Фрагмент текста:
------------------------------------------------

Начинается самая азартная в мире охота — охота библиофила за интересными книгами. Глаза разгораются, бросает в жар и пот, руки с лихорадочной поспешностью открывают роговые застежки книжных футляров. Это требует пояснения: китайская книга не сшивается и не заклеивается в переплет, как наша, а укладывается в особый раскидной ящик-футляр, обычно сделанный из папки и синего холста. Боковые стороны футляра застегиваются при помощи вклеенных в них петель и костяных или роговых пуговиц. Книг (из тонкой бумаги) вкладывается в футляр иногда до шестнадцати, причем каждая книга в отдельности может быть свободно вынута. Покупаю массу интересного, в том числе несколько томов китайской библиографии. Без них филолог, как без рук. Надо сказать, что библиография китайская — образцовая! (Вплоть до описания отдельных книг со всею тщательностью.) Без этой китайской науки мы никогда не сумели бы разобраться в китайской книге и составить наши каталоги. Точно так же и в лексикографии мы целиком на плечах китайцев: все европейские словари целиком основаны на словарях китайских.
Нахожу весьма любопытную книгу: историю китайских библиофилов. Только в Китае такое и увидишь! Затем покупаю еще интересное издание милого моему сердцу Ляо Чжая. Книга, видимо, уже побывала в руках какого-то его поклонника: всюду видны разноцветные отметки. Читая книгу, многие китайцы любят отчеркивать то, что им нравится, красной, синей, желтой и другими красками. Свое восхищение они выражают кружками и запятыми с боку текста, а также рецензиями и примечаниями вверху страницы, так что вся страница может оказаться сплошь покрытой отметками.

------------------------------------------------

Выдержки из материала:
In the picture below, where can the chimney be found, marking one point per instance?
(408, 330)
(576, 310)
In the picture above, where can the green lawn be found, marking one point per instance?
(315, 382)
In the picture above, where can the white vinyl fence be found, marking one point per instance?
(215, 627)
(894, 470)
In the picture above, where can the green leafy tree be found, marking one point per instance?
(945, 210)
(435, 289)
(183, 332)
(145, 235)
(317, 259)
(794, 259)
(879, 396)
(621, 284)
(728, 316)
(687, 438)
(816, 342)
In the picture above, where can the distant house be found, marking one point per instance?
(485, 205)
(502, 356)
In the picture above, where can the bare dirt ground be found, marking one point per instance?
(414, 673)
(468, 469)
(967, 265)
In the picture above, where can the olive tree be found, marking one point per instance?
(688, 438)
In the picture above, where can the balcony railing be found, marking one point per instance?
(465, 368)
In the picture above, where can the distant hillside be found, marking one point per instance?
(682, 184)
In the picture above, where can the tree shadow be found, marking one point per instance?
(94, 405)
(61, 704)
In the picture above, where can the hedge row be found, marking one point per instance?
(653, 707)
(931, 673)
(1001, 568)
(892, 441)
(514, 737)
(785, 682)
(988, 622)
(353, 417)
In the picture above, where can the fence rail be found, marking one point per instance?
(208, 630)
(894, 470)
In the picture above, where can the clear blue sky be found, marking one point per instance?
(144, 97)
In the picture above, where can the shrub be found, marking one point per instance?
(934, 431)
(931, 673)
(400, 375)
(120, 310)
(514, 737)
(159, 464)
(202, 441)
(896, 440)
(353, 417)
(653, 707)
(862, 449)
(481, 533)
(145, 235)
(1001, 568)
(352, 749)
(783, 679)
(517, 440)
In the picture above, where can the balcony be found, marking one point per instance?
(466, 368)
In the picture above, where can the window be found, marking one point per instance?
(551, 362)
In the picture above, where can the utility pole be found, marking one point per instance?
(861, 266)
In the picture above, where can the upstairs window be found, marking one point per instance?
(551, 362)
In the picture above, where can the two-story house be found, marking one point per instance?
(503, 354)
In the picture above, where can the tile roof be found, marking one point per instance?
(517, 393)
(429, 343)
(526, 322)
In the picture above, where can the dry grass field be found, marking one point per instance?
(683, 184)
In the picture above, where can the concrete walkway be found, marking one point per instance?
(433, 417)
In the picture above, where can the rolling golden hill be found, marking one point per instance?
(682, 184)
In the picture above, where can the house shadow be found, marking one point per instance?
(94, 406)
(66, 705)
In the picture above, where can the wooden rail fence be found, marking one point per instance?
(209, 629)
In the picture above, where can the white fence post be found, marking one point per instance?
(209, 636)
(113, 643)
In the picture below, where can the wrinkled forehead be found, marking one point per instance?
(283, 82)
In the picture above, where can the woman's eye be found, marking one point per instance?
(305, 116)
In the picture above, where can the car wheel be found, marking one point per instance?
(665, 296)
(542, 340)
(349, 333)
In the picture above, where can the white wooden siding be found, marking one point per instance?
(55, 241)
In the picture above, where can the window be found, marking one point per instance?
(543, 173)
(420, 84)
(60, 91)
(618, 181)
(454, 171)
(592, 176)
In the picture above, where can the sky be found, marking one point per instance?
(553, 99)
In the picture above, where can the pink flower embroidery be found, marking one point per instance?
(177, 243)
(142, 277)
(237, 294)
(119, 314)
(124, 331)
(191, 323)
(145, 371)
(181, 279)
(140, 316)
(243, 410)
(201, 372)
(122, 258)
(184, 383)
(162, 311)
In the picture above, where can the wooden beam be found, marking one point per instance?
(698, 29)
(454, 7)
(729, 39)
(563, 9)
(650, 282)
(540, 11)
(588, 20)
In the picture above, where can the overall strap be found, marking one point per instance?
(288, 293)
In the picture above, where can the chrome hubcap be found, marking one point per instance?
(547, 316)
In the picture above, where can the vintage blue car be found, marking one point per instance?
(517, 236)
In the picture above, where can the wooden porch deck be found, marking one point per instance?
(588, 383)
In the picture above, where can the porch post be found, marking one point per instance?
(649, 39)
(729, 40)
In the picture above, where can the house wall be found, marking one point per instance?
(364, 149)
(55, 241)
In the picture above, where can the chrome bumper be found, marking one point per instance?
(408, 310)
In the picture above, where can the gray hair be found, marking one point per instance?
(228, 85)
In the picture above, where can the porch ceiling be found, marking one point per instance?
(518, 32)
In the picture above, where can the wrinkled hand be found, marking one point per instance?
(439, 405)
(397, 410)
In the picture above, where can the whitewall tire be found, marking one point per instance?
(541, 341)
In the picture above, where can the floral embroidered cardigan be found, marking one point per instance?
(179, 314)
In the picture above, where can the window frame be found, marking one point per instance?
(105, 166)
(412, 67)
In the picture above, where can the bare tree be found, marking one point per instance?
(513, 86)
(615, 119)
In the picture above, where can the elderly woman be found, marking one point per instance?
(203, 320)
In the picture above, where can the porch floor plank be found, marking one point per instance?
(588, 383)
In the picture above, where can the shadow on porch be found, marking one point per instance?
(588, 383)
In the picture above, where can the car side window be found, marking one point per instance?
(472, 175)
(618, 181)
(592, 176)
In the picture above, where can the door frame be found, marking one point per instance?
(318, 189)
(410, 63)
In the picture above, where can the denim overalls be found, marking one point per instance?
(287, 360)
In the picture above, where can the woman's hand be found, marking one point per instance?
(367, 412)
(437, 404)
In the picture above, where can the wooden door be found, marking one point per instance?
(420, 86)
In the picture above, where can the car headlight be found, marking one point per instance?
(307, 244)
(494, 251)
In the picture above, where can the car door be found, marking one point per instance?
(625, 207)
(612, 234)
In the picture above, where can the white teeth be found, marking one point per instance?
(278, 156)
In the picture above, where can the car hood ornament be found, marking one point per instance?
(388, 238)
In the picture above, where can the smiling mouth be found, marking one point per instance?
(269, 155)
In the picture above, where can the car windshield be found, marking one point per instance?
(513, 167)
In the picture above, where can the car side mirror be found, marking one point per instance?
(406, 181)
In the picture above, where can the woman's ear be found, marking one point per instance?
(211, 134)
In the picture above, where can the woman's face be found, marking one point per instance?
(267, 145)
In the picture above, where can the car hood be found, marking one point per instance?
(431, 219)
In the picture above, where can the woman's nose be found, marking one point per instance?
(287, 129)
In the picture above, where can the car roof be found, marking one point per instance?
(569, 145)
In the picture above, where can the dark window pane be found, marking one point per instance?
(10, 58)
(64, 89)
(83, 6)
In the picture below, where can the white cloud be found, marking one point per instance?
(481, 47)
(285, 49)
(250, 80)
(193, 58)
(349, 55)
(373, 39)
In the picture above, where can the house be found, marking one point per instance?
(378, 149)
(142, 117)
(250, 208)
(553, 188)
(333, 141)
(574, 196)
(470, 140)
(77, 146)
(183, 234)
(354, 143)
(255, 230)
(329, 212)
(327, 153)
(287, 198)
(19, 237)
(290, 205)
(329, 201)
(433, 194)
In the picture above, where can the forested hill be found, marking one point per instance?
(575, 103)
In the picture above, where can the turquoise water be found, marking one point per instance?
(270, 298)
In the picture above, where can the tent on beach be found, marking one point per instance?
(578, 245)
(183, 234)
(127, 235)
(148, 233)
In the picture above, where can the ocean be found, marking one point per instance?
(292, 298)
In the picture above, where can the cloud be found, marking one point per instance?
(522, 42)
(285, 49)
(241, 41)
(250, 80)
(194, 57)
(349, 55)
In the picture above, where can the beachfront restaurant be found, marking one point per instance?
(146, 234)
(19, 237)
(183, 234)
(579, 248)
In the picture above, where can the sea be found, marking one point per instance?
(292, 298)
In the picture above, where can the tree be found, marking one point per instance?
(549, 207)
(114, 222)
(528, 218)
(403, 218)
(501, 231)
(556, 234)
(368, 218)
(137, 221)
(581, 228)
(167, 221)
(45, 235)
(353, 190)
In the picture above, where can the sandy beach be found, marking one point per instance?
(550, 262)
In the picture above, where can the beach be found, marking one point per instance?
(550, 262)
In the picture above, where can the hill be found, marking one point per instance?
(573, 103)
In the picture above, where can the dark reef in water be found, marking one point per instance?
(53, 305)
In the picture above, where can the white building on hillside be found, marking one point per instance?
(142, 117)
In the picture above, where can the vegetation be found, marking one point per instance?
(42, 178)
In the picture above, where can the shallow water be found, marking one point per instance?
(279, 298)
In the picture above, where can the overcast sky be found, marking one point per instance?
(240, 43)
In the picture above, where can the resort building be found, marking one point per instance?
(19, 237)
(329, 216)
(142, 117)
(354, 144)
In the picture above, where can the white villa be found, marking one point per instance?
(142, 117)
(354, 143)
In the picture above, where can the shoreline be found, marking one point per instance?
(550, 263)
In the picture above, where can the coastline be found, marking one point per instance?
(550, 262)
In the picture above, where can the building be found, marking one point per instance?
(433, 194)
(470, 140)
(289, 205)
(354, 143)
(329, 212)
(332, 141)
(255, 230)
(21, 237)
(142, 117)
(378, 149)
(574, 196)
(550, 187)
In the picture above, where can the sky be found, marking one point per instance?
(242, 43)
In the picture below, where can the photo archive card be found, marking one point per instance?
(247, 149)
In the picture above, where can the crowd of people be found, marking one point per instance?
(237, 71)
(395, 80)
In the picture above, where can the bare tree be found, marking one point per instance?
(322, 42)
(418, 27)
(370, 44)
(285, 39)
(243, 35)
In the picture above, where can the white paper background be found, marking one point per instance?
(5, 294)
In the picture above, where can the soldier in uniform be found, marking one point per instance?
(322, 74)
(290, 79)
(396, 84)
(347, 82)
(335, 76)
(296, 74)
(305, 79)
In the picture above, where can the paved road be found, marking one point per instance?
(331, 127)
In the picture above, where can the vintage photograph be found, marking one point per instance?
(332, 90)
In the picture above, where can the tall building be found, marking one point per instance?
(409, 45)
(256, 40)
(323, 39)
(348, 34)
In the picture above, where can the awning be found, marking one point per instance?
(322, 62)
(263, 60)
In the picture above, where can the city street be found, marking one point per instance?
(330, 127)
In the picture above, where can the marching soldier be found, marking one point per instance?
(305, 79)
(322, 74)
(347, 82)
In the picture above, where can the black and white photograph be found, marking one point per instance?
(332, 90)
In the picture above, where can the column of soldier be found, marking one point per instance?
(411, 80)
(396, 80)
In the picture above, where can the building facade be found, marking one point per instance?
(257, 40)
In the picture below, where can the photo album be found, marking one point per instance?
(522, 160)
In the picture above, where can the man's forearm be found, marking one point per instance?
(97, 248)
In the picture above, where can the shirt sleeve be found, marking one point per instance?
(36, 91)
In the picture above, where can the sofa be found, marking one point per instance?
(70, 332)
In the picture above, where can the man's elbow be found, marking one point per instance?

------------------------------------------------

Формулировки заданий:
(a) Из чего обычно делают футляр для китайской книги, согласно отрывку о китайских книгах?
(b) Перепишите отрывок о китайских книгах от слов «Нахожу весьма любопытную» до слов «сплошь покрытой отметками.» включительно, заменив «библиофилов» на «книжников».

Ответы по заданиям:
(a) Из папки и синего холста.

(b)
Нахожу весьма любопытную книгу: историю китайских книжников. Только в Китае такое и увидишь! Затем покупаю еще интересное издание милого моему сердцу Ляо Чжая. Книга, видимо, уже побывала в руках какого-то его поклонника: всюду видны разноцветные отметки. Читая книгу, многие китайцы любят отчеркивать то, что им нравится, красной, синей, желтой и другими красками. Свое восхищение они выражают кружками и запятыми с боку текста, а также рецензиями и примечаниями вверху страницы, так что вся страница может оказаться сплошь покрытой отметками.